═════ TEXT TO READ

Her statement immediately sent me scurrying for a reference to one of Robert Heinecken‘s, He Said, She Said, works.

She: Do you like being referred to as an artist?
He: Yes.
She: Do you like having to be an artist all the time?
He: Less.
She: Is there such a thing as an ex-artist?
He: Unfortunately, no.

Robert Heinecken, Photographist. pp. 25.

I went on to try to find the root of Carse’s quotation, or attribution to Shaw, and in that effort came upon an article by John A Mills, published 1970, titled Acting is Being: Bernard Shaw on the Art of the Actor.  Mills traces Shaw’s thought on the art of actors through his voluminous correspondence and critic of theater performances.

══════════

_DIRECTION 1:_ Extract every line of the rows below that contains the string "foam", matching case exactly.

═════ DATA TO USE

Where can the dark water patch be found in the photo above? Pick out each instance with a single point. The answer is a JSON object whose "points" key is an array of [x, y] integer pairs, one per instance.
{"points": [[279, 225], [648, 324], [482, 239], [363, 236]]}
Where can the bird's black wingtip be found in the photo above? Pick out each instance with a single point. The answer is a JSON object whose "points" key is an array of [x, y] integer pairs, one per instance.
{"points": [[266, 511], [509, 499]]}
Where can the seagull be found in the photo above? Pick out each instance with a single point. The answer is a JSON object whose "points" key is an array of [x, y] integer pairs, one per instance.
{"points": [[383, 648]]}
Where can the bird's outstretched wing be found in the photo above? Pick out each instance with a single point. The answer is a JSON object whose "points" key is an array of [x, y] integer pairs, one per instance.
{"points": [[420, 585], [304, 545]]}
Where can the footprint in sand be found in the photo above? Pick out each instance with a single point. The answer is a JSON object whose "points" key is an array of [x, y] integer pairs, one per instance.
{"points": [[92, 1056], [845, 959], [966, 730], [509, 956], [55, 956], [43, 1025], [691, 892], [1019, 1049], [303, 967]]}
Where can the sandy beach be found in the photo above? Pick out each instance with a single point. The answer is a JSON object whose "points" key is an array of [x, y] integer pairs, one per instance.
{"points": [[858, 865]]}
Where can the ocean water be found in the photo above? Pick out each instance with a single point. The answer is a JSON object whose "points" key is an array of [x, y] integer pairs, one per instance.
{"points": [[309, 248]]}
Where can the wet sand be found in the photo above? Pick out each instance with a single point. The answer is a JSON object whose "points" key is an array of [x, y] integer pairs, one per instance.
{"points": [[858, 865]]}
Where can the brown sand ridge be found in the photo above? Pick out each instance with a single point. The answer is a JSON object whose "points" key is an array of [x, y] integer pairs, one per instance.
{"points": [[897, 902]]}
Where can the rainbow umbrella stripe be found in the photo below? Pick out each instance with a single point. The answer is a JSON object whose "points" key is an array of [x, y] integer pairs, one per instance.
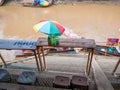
{"points": [[49, 28]]}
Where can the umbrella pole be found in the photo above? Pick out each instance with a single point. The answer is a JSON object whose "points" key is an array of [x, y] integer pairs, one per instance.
{"points": [[116, 66], [36, 60], [39, 57], [3, 60]]}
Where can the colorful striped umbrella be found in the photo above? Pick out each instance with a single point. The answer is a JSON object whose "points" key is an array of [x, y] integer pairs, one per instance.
{"points": [[49, 27]]}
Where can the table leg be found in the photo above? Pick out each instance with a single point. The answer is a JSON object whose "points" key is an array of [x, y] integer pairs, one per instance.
{"points": [[36, 60], [116, 66]]}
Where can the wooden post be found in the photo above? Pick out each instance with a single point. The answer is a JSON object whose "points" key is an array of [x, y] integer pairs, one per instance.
{"points": [[86, 71], [90, 61], [43, 55], [36, 60], [116, 66], [3, 60], [39, 57]]}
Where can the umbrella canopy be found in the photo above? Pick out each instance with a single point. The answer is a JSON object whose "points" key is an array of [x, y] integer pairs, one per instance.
{"points": [[49, 27]]}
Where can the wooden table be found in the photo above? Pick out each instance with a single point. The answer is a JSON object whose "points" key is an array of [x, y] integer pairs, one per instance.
{"points": [[67, 42], [12, 44]]}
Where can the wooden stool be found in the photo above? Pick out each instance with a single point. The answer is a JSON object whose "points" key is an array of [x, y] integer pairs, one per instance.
{"points": [[61, 82], [79, 82]]}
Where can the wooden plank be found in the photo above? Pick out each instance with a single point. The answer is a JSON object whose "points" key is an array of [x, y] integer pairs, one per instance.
{"points": [[101, 80], [68, 42], [17, 44], [10, 86]]}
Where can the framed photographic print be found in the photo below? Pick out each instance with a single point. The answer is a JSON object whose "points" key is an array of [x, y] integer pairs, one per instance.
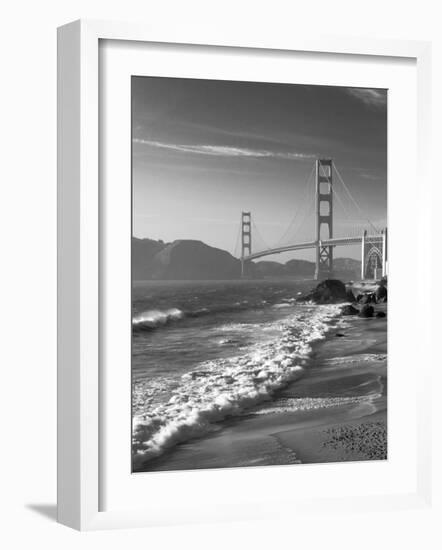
{"points": [[231, 292]]}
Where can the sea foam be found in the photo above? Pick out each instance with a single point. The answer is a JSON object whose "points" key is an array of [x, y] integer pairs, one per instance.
{"points": [[226, 387], [155, 318]]}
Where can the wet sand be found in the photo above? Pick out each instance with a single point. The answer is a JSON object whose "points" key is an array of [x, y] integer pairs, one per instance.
{"points": [[336, 412]]}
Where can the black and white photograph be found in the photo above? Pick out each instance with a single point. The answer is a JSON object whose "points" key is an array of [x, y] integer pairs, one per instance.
{"points": [[259, 274]]}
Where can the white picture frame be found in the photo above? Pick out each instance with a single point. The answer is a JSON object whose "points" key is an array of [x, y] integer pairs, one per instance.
{"points": [[79, 265]]}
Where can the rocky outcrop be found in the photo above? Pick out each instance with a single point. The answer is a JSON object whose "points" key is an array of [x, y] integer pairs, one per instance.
{"points": [[381, 293], [192, 260], [143, 253], [349, 310], [366, 311], [330, 291]]}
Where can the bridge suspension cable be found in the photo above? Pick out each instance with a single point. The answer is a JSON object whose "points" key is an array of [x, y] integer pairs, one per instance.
{"points": [[353, 200], [301, 206]]}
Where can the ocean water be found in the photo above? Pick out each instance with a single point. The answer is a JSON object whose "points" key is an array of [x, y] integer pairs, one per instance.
{"points": [[206, 351]]}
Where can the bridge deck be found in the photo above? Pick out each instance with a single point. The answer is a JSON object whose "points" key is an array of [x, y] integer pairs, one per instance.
{"points": [[343, 241]]}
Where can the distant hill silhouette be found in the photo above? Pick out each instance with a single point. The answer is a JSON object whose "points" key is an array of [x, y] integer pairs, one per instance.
{"points": [[193, 260]]}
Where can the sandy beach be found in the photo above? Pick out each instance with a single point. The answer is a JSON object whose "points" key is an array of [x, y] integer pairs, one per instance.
{"points": [[336, 412]]}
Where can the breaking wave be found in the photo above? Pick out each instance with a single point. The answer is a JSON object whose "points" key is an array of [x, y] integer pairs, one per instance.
{"points": [[226, 387], [154, 318]]}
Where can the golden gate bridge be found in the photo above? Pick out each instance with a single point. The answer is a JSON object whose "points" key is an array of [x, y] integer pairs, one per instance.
{"points": [[326, 205]]}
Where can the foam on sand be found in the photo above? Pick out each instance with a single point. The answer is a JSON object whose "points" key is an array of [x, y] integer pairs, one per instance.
{"points": [[226, 387]]}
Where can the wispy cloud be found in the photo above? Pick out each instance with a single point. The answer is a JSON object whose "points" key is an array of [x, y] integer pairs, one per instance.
{"points": [[376, 99], [224, 150]]}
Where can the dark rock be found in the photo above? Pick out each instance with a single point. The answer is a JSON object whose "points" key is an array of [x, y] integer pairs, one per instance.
{"points": [[366, 311], [367, 298], [350, 296], [381, 293], [349, 310], [330, 291]]}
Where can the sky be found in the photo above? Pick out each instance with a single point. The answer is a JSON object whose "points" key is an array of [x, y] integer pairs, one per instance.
{"points": [[205, 150]]}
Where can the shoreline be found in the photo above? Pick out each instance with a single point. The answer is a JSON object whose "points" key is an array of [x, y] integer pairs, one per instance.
{"points": [[337, 411]]}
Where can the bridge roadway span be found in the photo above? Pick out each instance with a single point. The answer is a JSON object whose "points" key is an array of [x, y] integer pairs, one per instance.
{"points": [[342, 241]]}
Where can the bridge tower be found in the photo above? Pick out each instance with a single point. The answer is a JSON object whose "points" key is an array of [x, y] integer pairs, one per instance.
{"points": [[374, 256], [246, 239], [324, 216]]}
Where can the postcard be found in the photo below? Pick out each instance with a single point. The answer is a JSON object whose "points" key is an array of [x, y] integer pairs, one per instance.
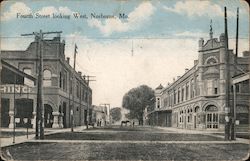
{"points": [[124, 80]]}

══════════

_DIRECTION 2:_ Output the part of the passage on Heinecken and Shaw between "Her statement immediately" and "Photographist. pp. 25.", inclusive.

_EXERCISE SOLUTION 1:_
Where can the sea foam be found in the photo above? Pick out each instance with a single point. The answer is a JSON object whose "points" key is an array of [x, y] integer pairs, one per instance.
Where can the foam on sand be found in the photo above? Pick out each instance with a single point. The answer is a JSON object whose "points" key is an array of [x, y] integer pairs, one per instance.

_EXERCISE SOLUTION 2:_
Her statement immediately sent me scurrying for a reference to one of Robert Heinecken‘s, He Said, She Said, works.

She: Do you like being referred to as an artist?
He: Yes.
She: Do you like having to be an artist all the time?
He: Less.
She: Is there such a thing as an ex-artist?
He: Unfortunately, no.

Robert Heinecken, Photographist. pp. 25.